--- COMPITI DA SVOLGERE ---
1 > Trascrivi dal testo selezionato il passo compreso tra "3. Appurata la" e "passibile di accesso.", estremi inclusi.
2 > Nel testo selezionato, qual è la data della relazione del RUP?
3 > Indica se ciascuna affermazione concorda con il testo selezionato, rispondendo sì o no e citando le parole decisive del testo.
(a) L'amministrazione resistente sostiene che la relazione del RUP non sia passibile di accesso.
(b) Secondo l'Adunanza Plenaria, durante la vigenza dell'art. 31bis le relazioni del direttore dei lavori e del collaudatore erano accessibili.
(c) L'art. 13, comma 5, lettera d) d.lgs. n. 163/2006 equipara le relazioni del direttore dei lavori e del collaudatore ai pareri legali.

──────── TESTO SELEZIONATO

3. Appurata la sussistenza dell’interesse giuridicamente rilevante, occorre aggiungere che neppure sussiste alcun limite oggettivo ai fini dell’accoglimento dell’istanza ostensiva. In particolare, non è condivisibile l’assunto dell’amministrazione resistente secondo cui la relazione del RUP del 28 aprile 2011 non sarebbe passibile di accesso.

3.1. In termini generali, l’amministrazione, anche con riguardo agli atti relativi al procedimento di aggiudicazione ed esecuzione degli appalti, è tenuta a consentire l’accesso a tutti gli atti correlati allo svolgimento delle proprie funzioni istituzionali, salvo le eccezioni espressamente previste dalla legge. E’ noto come l’Adunanza Plenaria (Cons. Stato 13092007, n. 11) abbia concluso nel senso che le relazioni del direttore dei lavori e del collaudatore siano rimaste sottratte all’accesso anche durante la vigenza dell’art. 31bis della legge n. 109/1994 nel testo risultante dell’emendamento introdotto dall’art. 7, l. n. 166/2002 e che sia rimasto confermato l’intento del legislatore di ricondurle ai casi di "divieto di divulgazione altrimenti previsti dall’ordinamento" di cui all’art. 24, comma 1, l. n. 241/1990; ciò sul presupposto che le relazioni suddette costituiscono strumento di tutela dei propri interessi, del quale l’amministrazione dispone nell’eventuale contenzioso che l’appaltatore intenda istaurare per il riconoscimento delle riserve e per il pagamento del prezzo integrale dell’opera. Anche il sopravvenuto art. 13, comma 5, lettera d) d.lgs. n. 163/2006 equipara le relazioni del direttore dei lavori e del collaudatore ai "pareri legali acquisiti dai soggetti tenuti all’applicazione del presente Codice" anch’essi non ostensibili, perché riferiti ad un contenzioso potenziale o attuale con l’appaltatore e investiti dalle stesse esigenze di riservatezza che tutelano le ragioni di ordine patrimoniale della stazione appaltante.

────────────────
──────── DATI FORNITI

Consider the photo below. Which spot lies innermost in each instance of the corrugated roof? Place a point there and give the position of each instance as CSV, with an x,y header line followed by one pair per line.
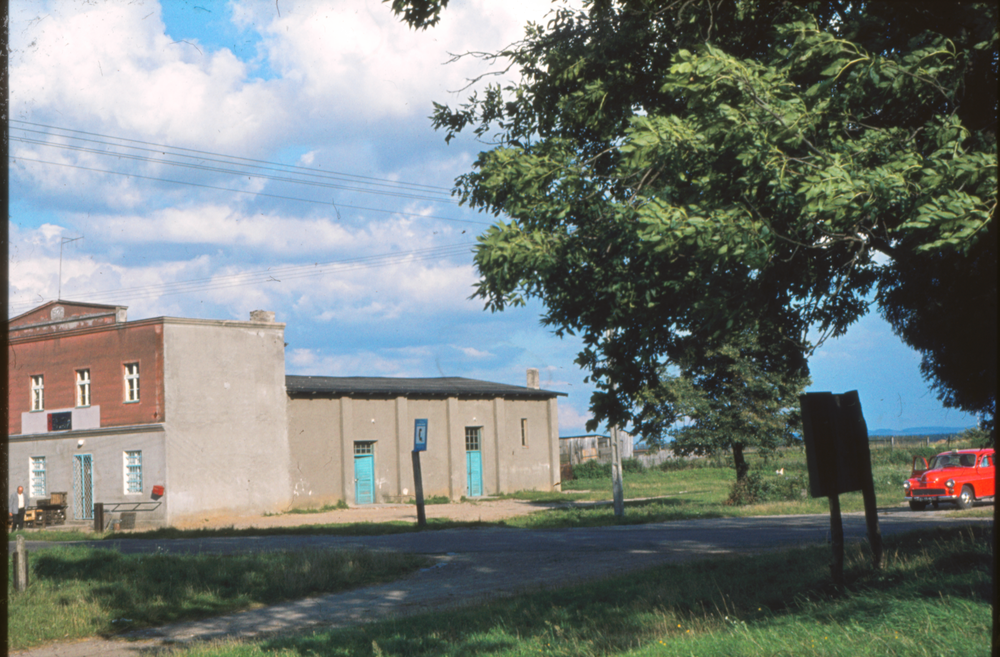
x,y
448,386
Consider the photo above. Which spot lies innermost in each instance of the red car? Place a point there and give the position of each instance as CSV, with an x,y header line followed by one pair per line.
x,y
960,476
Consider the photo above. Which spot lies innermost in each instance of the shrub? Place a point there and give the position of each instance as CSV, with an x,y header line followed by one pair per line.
x,y
592,470
634,466
758,487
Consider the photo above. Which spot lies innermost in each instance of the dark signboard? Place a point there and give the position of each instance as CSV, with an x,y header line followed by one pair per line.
x,y
836,439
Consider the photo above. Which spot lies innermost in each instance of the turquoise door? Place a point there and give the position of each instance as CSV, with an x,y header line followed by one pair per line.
x,y
83,486
364,473
474,461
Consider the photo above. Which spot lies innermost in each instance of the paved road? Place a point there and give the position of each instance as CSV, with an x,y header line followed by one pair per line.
x,y
473,564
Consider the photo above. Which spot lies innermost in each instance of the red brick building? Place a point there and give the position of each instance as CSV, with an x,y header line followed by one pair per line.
x,y
104,409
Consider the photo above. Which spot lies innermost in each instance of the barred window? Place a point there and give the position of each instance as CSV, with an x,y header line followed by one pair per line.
x,y
131,382
133,471
36,478
83,387
37,392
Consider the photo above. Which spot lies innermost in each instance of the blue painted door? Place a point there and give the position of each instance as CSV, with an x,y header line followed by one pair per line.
x,y
474,461
364,473
474,467
83,486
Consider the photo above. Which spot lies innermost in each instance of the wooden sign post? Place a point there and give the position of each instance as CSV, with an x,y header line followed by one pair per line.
x,y
419,445
839,461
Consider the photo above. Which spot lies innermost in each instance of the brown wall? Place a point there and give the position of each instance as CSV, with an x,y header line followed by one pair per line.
x,y
104,352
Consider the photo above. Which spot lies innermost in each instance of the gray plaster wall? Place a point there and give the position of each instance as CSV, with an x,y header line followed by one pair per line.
x,y
323,431
107,451
227,442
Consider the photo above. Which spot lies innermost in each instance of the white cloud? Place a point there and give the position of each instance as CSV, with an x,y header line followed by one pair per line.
x,y
571,421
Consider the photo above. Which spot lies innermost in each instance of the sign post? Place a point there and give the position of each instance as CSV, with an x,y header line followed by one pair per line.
x,y
839,461
419,445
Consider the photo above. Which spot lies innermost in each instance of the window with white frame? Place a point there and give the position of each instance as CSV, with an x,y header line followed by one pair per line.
x,y
83,387
131,382
36,477
37,392
133,471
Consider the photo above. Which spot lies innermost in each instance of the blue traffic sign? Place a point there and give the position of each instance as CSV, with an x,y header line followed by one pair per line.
x,y
420,435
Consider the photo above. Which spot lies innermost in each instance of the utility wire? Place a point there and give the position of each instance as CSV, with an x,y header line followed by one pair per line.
x,y
272,274
213,169
242,191
236,160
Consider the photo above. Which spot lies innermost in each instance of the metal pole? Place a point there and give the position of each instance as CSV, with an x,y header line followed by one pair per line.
x,y
616,474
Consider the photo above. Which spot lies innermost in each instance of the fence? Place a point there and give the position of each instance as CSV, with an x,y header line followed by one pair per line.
x,y
892,442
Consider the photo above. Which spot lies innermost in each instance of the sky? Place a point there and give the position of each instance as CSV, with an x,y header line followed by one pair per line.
x,y
205,159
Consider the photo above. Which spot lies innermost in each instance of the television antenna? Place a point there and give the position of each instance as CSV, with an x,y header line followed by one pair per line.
x,y
63,242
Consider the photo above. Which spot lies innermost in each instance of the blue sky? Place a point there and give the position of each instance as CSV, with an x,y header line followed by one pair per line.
x,y
369,264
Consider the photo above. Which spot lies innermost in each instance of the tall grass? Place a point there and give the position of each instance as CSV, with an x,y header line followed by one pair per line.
x,y
77,592
931,598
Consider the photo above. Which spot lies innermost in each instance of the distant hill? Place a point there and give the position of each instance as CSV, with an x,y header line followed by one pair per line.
x,y
917,431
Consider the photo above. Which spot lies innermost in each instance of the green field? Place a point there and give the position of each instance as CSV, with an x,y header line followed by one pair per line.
x,y
931,598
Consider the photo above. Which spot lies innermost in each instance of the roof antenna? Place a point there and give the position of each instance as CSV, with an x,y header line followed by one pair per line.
x,y
62,242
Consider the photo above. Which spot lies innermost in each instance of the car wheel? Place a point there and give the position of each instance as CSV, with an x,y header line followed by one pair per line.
x,y
966,498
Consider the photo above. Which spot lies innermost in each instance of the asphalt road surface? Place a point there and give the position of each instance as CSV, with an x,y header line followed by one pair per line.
x,y
474,565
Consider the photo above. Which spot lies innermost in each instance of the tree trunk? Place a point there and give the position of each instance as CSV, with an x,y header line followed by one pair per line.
x,y
741,465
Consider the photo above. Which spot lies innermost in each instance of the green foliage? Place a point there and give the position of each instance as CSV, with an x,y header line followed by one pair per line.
x,y
434,499
632,466
78,592
733,397
931,598
676,175
758,487
592,470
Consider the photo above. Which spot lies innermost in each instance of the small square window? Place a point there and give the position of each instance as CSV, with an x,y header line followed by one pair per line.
x,y
83,387
131,382
38,392
473,438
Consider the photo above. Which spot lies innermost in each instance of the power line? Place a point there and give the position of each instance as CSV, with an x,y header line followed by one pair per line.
x,y
242,191
202,154
272,274
234,172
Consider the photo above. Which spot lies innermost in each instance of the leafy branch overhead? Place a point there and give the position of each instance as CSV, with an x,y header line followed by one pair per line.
x,y
671,175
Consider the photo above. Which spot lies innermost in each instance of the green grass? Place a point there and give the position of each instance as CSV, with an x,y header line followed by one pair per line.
x,y
931,598
77,592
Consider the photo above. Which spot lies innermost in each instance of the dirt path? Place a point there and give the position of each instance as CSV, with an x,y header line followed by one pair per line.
x,y
472,566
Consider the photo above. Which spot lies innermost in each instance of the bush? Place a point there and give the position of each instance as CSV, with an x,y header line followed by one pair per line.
x,y
758,487
592,470
633,466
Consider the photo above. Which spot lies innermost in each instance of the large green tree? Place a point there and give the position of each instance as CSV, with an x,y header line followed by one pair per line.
x,y
667,175
730,397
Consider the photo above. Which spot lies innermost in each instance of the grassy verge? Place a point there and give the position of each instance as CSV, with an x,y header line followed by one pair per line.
x,y
78,592
931,598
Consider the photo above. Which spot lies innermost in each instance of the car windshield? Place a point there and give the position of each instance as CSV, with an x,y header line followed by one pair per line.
x,y
953,461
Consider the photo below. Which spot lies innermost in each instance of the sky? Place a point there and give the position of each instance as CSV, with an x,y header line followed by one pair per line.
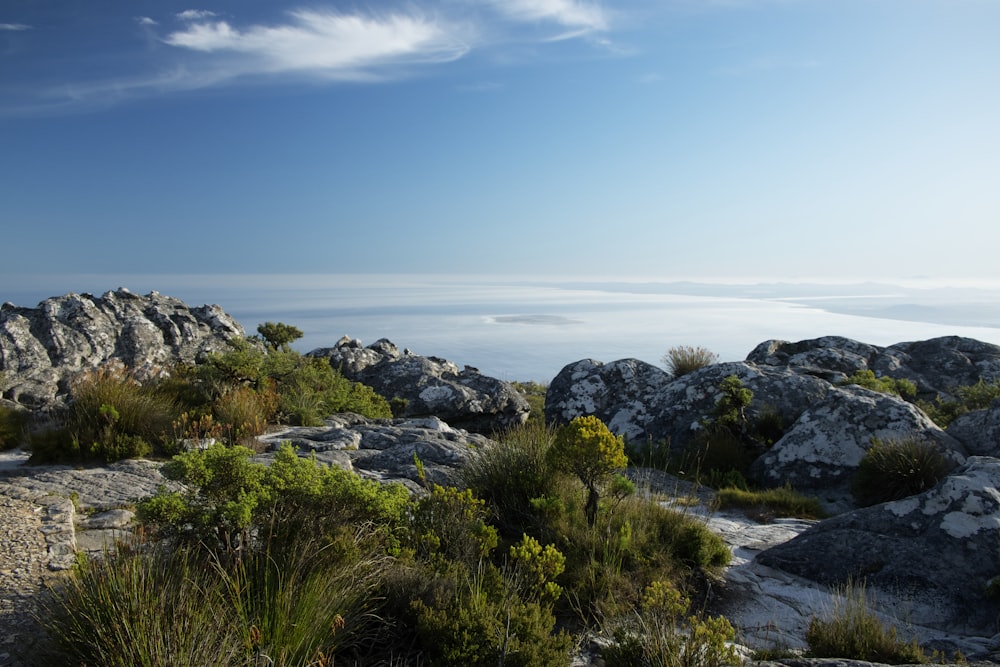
x,y
688,139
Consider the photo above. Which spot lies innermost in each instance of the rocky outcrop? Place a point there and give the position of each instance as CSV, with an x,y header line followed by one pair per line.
x,y
936,553
43,348
827,428
978,431
383,449
935,366
430,386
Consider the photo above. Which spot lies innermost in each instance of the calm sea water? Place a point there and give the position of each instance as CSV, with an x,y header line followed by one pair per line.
x,y
528,329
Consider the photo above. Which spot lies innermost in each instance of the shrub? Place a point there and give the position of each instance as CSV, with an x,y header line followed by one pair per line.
x,y
586,448
896,386
685,359
894,469
662,633
973,397
852,631
12,427
782,501
511,473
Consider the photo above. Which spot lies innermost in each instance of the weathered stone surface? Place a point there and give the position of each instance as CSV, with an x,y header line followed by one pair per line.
x,y
933,553
978,431
43,348
384,449
820,452
430,385
935,366
828,427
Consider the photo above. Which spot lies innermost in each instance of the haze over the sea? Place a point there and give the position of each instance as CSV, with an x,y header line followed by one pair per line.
x,y
528,328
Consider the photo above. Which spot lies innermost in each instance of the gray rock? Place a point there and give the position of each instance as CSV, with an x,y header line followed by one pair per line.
x,y
384,449
430,386
42,349
978,431
933,554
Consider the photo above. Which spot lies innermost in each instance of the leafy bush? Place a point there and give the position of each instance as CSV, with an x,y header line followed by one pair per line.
x,y
586,448
894,469
662,633
973,397
782,501
852,631
685,359
511,473
12,427
896,386
110,416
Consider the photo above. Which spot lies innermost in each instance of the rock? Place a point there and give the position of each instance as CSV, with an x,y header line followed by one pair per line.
x,y
42,349
384,449
431,386
935,366
930,556
827,428
820,452
978,431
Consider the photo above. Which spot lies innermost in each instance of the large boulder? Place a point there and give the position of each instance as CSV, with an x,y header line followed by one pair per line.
x,y
827,428
43,348
430,386
933,556
385,449
935,366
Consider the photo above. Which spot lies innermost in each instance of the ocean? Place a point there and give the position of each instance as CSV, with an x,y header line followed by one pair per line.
x,y
528,328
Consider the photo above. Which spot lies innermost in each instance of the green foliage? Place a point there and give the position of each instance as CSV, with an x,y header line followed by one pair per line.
x,y
511,473
12,427
277,335
663,633
110,416
973,397
852,631
295,604
896,386
894,469
534,393
450,525
229,497
586,448
684,359
783,501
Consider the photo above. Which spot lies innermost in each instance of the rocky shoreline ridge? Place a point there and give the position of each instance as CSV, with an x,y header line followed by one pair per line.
x,y
930,557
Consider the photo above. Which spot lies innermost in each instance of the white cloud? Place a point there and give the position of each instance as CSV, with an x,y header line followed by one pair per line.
x,y
195,15
580,16
324,43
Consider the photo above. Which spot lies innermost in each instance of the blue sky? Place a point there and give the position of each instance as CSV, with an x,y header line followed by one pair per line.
x,y
700,139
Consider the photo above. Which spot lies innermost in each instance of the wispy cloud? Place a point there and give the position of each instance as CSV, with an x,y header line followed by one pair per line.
x,y
579,16
195,15
328,44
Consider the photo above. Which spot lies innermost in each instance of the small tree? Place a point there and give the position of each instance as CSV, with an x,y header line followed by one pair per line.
x,y
586,448
278,335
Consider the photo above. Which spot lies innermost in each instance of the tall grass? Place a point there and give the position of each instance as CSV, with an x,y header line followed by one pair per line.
x,y
852,631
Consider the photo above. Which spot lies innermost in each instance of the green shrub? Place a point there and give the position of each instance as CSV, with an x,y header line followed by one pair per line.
x,y
886,385
894,469
684,359
852,631
586,448
511,473
973,397
783,501
12,427
663,633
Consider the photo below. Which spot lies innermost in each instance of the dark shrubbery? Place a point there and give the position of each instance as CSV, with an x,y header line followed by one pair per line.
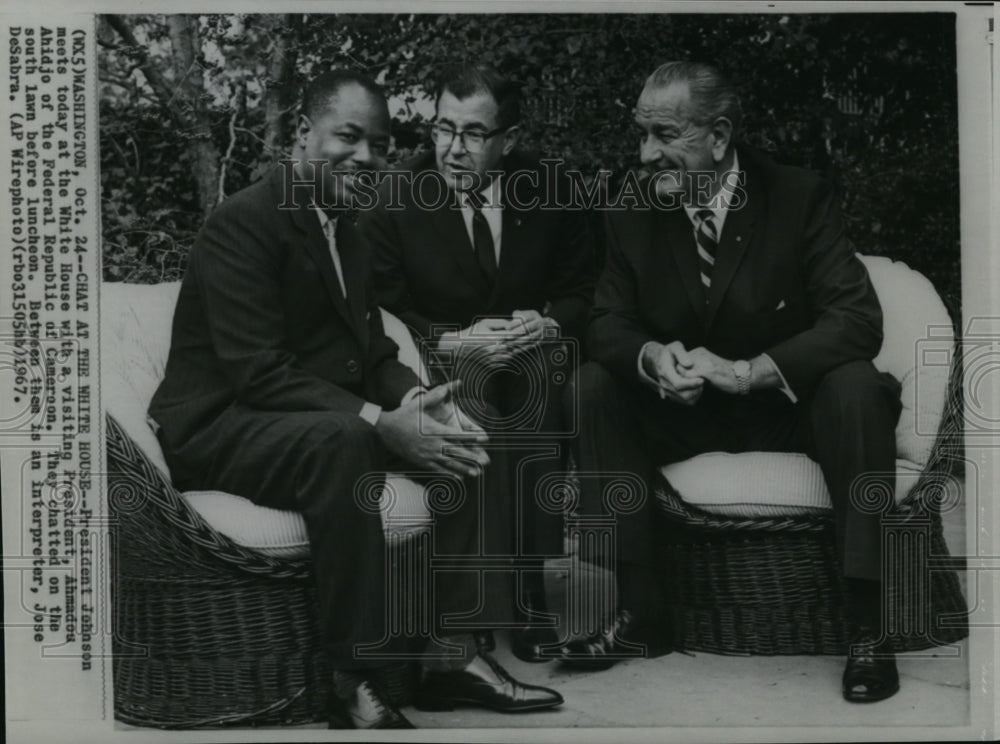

────────────────

--- RISPOSTE PER COMPITO ---
1 >
3. Appurata la sussistenza dell’interesse giuridicamente rilevante, occorre aggiungere che neppure sussiste alcun limite oggettivo ai fini dell’accoglimento dell’istanza ostensiva. In particolare, non è condivisibile l’assunto dell’amministrazione resistente secondo cui la relazione del RUP del 28 aprile 2011 non sarebbe passibile di accesso.

2 > Il 28 aprile 2011.

3 >
(a) Sì: «secondo cui la relazione del RUP del 28 aprile 2011 non sarebbe passibile di accesso».
(b) No: «siano rimaste sottratte all’accesso anche durante la vigenza dell’art. 31bis».
(c) Sì: «equipara le relazioni del direttore dei lavori e del collaudatore ai "pareri legali acquisiti dai soggetti tenuti all’applicazione del presente Codice"».